__AVAILABLE RECORDS__:
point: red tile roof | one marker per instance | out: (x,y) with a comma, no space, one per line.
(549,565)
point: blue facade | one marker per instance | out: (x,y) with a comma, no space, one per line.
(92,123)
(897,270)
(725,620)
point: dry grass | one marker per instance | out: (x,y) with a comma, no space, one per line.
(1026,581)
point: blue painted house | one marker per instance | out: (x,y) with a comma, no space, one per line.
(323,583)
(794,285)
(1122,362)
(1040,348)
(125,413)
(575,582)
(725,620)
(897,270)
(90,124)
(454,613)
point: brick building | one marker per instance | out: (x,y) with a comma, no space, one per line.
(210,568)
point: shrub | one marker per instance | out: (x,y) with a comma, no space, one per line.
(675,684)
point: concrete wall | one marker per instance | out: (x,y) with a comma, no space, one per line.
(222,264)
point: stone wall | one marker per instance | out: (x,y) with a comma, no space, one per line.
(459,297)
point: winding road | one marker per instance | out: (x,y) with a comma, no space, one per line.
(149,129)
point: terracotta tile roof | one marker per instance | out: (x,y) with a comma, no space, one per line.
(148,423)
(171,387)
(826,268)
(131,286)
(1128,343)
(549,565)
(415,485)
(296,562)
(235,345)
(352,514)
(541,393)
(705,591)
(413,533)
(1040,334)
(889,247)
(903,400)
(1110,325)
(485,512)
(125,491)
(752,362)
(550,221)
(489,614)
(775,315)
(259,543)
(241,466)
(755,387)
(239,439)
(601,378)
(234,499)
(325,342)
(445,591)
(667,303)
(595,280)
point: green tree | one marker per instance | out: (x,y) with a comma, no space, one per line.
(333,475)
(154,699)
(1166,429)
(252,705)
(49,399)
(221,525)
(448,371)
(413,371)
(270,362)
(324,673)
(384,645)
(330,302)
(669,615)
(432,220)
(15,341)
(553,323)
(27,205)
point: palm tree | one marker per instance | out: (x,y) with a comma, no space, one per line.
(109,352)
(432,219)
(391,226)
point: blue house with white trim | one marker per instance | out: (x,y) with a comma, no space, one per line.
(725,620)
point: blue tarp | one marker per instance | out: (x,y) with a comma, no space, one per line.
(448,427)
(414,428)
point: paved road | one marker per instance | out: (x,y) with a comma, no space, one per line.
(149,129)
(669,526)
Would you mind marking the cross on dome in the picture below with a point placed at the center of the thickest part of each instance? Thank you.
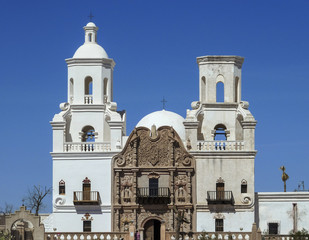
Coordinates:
(90, 16)
(163, 102)
(91, 33)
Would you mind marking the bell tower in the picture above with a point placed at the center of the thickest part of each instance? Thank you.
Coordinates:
(214, 70)
(221, 131)
(86, 134)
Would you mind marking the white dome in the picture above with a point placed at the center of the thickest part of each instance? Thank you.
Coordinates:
(90, 50)
(164, 118)
(90, 24)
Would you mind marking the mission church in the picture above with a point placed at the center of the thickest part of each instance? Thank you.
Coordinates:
(201, 165)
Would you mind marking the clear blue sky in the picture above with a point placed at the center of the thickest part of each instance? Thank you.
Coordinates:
(154, 45)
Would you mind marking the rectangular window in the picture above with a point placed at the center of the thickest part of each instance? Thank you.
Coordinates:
(220, 191)
(61, 189)
(244, 188)
(219, 225)
(87, 226)
(273, 228)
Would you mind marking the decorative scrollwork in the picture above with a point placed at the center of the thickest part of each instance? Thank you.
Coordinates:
(246, 199)
(186, 161)
(120, 161)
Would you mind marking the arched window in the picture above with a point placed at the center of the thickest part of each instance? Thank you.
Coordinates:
(203, 89)
(71, 90)
(237, 90)
(105, 90)
(86, 189)
(220, 132)
(88, 134)
(244, 188)
(220, 189)
(88, 86)
(61, 187)
(220, 92)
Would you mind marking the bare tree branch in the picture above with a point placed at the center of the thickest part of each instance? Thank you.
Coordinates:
(8, 209)
(34, 198)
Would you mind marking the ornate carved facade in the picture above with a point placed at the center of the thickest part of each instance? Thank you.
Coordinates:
(153, 178)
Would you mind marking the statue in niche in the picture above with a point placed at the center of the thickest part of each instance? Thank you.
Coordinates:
(180, 186)
(126, 191)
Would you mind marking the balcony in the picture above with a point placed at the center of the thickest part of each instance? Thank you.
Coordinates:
(153, 195)
(220, 145)
(87, 147)
(220, 197)
(86, 198)
(88, 99)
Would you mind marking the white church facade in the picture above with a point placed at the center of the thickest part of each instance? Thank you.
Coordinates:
(201, 165)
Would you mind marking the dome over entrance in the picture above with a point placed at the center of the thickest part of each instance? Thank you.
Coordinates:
(164, 118)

__TASK GOAL__: Transcribe all of the entries word for word, but skip any pictures they contain.

__TASK ANSWER__:
point: red tile roof | one marker per instance | out: (x,y) with a comma, no space, one per line.
(549,565)
point: blue facade | one marker per instance | out: (x,y) with a comma, no space, one per line.
(92,123)
(897,270)
(725,620)
point: dry grass | one marker per instance | out: (x,y) with a comma, no space, one per line.
(1026,581)
point: blue painted house | one marker per instance | out: (x,y) with a comma, no space, one per line.
(323,583)
(794,285)
(1122,362)
(1040,348)
(125,413)
(575,582)
(725,620)
(897,270)
(90,124)
(454,613)
point: brick building | one marker per instance | out: (x,y) with a comma, no space, one per line.
(210,568)
point: shrub | one marker per instance | out: (x,y) with a comma, no space, one per line.
(675,684)
point: concrete wall | one marker per instance | out: (x,y) with a comma, no space, one per line.
(222,264)
point: stone wall | one marker per instance | out: (x,y) with a comma, no space, one per line.
(459,297)
point: winding road | one marker per instance | out: (x,y) with a comma, no space, one per line.
(149,129)
point: terracotta tile roof | one marker per instance | out: (x,y) with a comma, no space, one per line.
(148,423)
(171,387)
(826,268)
(131,286)
(1128,343)
(549,565)
(415,485)
(296,562)
(235,345)
(352,514)
(541,393)
(705,591)
(413,533)
(1040,334)
(889,247)
(903,400)
(1110,325)
(485,512)
(125,491)
(752,362)
(550,221)
(489,614)
(775,315)
(259,543)
(241,466)
(755,387)
(239,439)
(601,378)
(234,499)
(325,342)
(445,591)
(667,303)
(595,280)
point: green tree | one marker per instance | out: (x,y) with a comma, no space, one per line.
(333,475)
(154,699)
(1166,429)
(252,705)
(49,399)
(221,525)
(448,371)
(413,371)
(270,362)
(324,673)
(384,645)
(330,302)
(669,615)
(432,220)
(15,341)
(553,323)
(27,205)
point: palm tree | one marker per instance | out: (x,y) with a comma, no space, one per line.
(109,352)
(432,219)
(391,226)
point: blue house with white trim | one marker per instance | out: (x,y) with a comma, no space, one per line.
(725,620)
point: blue tarp | one marker per instance | out: (x,y) with a comma, no space, one per line.
(448,427)
(414,428)
point: paved road | one marker per instance | out: (x,y) with a comma, no space, one per line.
(149,129)
(669,526)
Would you mind marking the cross on dome in the picture below with a point placed at the center of the thickest part of each instance? Thank you.
Coordinates:
(90, 16)
(163, 102)
(91, 33)
Would you mind marking the bell tower in the picture above with a point placed at the center of the thickest part of each instance? Thank you.
Coordinates:
(214, 70)
(221, 131)
(86, 134)
Would you mind marking the white dome in the picture above with a point placed at the center of the thickest part of each instance? Thank you.
Coordinates:
(90, 50)
(164, 118)
(90, 24)
Would you mind marking the mission church in the picture above with a point placed at the center of the thickest part of each instance? Thank you.
Coordinates:
(201, 165)
Would you mind marking the clear blue sky in the picture above with a point placed at the center of the thickest part of each instance? Thank you.
Coordinates:
(154, 45)
Would you mind marking the rectangular window in the picture above with a point placed at the center of the thickest part of each instance? Thank you.
Coordinates:
(220, 191)
(61, 189)
(244, 188)
(219, 225)
(87, 226)
(273, 228)
Would you mind marking the decorative scrollwork in the picture above with a point placed at the center of the thickest part of each instance? Thank you.
Coordinates:
(246, 199)
(186, 161)
(120, 161)
Would you mind marking the arched window in the picture above with a point placed at the center of the thickest part of each instance? Thank you.
Coordinates:
(203, 89)
(71, 90)
(237, 90)
(105, 90)
(86, 189)
(220, 132)
(88, 134)
(244, 188)
(220, 189)
(88, 86)
(61, 187)
(220, 92)
Would you mind marking the bare tree branch in the picture above with a point placed at the center of the thickest part of each instance? Thank you.
Coordinates:
(8, 209)
(34, 198)
Would you mind marking the ornate carved facade in the picture above with a point placed at the center of the thickest part of each instance? Thank you.
Coordinates:
(153, 178)
Would you mind marking the statue in niche in the picture above with a point placed at the center of the thickest part of each instance? Thank you.
Coordinates:
(180, 186)
(126, 191)
Would you mind marking the balcony in the picture above with a point placed at the center of the thickest part of each instance? Thank you.
Coordinates:
(153, 195)
(220, 145)
(87, 147)
(220, 197)
(86, 198)
(88, 99)
Would you mind marking the white church facade in the picture above with a point placed at the center of the thickest part of each instance? Thank you.
Coordinates:
(201, 165)
Would you mind marking the dome over entrance in the picture above with a point placed at the center of the thickest part of each instance? Thank you.
Coordinates:
(164, 118)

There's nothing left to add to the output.